+++ Material to process +++
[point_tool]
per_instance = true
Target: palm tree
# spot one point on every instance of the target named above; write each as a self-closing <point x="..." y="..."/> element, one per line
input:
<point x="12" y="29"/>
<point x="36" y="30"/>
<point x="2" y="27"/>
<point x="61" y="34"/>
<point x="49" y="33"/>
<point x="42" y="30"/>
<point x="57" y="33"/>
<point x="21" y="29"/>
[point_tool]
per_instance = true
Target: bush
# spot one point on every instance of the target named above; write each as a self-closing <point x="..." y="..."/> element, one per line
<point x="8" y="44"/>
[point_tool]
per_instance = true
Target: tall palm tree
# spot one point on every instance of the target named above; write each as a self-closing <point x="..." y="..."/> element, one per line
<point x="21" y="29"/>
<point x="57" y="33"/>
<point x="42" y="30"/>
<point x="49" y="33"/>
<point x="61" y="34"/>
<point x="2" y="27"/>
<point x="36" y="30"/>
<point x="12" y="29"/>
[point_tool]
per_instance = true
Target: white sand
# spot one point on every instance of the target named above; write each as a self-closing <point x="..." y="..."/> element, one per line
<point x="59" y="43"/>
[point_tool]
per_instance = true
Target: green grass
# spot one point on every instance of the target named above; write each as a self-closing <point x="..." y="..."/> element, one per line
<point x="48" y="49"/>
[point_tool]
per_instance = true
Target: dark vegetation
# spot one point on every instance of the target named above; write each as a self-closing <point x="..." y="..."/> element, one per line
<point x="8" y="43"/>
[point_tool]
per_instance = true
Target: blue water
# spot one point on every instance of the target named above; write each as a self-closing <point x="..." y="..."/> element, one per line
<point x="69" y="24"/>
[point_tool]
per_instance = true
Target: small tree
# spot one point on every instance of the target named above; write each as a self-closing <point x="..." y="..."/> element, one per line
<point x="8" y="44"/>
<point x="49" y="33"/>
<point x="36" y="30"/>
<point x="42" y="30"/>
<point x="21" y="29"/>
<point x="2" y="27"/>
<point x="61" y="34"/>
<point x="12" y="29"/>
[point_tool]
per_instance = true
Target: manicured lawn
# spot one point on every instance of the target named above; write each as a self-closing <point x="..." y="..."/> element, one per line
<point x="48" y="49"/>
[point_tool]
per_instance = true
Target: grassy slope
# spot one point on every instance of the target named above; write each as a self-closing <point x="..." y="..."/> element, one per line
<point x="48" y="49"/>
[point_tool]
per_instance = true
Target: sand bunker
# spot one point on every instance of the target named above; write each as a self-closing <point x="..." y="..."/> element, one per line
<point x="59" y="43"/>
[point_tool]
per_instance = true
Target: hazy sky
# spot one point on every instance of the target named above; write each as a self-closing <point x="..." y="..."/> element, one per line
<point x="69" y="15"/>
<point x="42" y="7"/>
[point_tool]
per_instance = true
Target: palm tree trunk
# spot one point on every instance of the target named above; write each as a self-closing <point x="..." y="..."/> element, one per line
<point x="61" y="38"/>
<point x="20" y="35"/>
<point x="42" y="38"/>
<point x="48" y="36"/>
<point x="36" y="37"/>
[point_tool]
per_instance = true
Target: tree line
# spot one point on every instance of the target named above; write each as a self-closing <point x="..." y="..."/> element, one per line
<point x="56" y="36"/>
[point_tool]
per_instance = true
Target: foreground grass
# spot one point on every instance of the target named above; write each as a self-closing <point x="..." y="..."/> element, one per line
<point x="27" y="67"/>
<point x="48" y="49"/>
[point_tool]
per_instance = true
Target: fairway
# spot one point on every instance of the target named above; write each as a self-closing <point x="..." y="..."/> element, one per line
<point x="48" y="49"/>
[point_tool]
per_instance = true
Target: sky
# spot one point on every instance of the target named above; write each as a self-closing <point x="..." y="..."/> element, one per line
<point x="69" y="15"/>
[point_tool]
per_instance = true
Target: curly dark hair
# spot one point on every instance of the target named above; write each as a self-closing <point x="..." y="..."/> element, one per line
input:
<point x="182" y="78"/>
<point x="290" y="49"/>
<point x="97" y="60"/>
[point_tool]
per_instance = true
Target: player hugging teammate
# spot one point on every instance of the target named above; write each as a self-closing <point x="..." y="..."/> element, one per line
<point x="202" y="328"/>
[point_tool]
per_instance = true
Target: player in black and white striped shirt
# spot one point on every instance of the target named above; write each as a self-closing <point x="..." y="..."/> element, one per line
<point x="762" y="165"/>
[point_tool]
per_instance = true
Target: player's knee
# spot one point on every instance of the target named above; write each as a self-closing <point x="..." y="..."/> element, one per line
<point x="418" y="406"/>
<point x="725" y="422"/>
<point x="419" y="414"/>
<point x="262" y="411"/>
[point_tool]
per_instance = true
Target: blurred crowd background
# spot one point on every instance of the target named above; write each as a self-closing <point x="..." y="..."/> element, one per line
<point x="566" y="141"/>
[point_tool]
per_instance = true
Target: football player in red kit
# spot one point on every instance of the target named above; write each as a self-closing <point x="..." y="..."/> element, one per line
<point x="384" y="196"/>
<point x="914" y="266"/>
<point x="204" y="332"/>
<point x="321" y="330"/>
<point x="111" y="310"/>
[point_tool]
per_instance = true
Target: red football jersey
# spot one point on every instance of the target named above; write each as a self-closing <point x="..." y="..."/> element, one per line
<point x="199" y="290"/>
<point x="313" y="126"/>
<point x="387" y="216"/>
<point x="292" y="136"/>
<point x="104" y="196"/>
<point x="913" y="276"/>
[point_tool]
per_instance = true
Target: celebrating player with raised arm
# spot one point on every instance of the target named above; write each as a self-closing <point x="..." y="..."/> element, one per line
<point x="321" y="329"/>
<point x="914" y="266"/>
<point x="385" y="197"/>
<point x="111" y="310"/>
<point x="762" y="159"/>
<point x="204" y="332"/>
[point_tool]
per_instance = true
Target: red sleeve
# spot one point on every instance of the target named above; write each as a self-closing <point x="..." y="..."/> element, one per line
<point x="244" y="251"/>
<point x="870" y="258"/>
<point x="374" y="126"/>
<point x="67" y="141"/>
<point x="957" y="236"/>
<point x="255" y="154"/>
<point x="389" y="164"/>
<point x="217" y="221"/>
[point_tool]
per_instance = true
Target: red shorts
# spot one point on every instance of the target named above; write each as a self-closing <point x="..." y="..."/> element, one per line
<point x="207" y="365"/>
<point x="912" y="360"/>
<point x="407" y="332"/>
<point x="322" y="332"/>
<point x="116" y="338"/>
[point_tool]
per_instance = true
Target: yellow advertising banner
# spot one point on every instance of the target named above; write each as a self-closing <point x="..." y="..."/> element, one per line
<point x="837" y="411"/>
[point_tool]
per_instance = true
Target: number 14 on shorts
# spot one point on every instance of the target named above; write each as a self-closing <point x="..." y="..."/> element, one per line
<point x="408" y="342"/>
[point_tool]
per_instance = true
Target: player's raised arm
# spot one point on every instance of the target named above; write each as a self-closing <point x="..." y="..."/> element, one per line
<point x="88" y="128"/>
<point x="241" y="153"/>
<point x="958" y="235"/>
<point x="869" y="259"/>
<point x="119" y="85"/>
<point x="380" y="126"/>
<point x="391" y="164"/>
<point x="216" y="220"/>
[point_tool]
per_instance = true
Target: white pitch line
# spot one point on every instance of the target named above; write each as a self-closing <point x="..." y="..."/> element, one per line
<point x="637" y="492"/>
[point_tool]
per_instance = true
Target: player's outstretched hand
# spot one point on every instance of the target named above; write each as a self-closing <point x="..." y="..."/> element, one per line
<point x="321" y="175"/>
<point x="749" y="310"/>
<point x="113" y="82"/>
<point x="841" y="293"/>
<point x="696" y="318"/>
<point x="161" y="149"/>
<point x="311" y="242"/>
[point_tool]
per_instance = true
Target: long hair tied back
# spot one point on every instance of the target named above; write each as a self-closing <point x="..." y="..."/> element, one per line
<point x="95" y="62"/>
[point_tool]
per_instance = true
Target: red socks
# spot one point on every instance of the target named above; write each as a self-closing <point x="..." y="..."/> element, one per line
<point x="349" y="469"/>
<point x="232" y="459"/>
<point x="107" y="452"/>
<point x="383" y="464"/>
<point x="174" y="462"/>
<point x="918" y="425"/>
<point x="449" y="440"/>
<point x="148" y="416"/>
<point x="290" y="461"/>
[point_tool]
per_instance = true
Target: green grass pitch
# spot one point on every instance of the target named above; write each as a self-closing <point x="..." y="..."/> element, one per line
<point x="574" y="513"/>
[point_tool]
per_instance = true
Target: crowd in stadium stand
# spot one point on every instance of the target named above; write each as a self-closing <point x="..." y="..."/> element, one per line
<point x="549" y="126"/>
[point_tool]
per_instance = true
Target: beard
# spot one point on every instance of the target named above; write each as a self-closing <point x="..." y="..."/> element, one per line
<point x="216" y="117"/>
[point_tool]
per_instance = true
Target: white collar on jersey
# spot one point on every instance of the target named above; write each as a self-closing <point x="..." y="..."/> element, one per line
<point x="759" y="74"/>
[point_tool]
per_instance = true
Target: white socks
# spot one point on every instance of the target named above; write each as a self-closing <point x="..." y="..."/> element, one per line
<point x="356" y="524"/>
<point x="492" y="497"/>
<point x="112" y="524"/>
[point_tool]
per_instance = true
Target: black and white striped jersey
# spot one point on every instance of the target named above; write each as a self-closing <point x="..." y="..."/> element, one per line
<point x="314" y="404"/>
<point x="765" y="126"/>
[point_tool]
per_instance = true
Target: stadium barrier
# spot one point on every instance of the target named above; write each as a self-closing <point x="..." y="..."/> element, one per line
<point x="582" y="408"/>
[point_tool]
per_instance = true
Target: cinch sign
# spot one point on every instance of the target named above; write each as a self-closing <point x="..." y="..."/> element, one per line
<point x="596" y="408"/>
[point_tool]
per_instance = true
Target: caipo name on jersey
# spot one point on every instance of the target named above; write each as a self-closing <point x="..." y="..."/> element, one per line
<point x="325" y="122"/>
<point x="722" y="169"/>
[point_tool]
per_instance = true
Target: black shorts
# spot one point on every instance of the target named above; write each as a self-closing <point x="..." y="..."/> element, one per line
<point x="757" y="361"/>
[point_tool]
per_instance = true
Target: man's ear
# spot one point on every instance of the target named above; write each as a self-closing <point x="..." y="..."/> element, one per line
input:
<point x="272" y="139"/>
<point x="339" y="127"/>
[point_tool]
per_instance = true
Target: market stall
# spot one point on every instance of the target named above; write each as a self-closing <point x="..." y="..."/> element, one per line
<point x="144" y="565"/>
+++
Work instructions -> Collect every line in the material above that contains the string "jersey", and treat uppercase and lowercase letters as different.

Result for this exercise ->
Target: red football jersey
Target: white collar on jersey
Target: black and white striped jersey
Target: caipo name on jersey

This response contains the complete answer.